◆ What is required ◆
Put everything from the start of the rows down through the line containing "[171,6,245,216]" into a numbered list, with blank lines omitted and any pictures left out.

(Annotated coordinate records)

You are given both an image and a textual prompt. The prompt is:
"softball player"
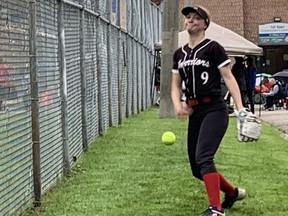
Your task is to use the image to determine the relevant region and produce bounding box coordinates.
[171,6,245,216]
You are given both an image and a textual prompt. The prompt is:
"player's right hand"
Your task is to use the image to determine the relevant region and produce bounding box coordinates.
[175,103,193,117]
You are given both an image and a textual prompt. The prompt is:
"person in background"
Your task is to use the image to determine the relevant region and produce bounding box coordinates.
[246,57,257,113]
[171,6,248,216]
[262,78,281,111]
[232,57,247,105]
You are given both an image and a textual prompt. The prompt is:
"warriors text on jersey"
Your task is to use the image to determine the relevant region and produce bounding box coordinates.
[172,39,231,99]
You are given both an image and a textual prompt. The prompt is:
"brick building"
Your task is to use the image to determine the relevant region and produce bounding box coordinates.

◆ Written solution ◆
1. You are given both an image and a textual prompt. The prompt is:
2. "softball player"
3. Your task is to use the image to determine the relevant region and produce bounding box coordinates.
4. [171,6,245,216]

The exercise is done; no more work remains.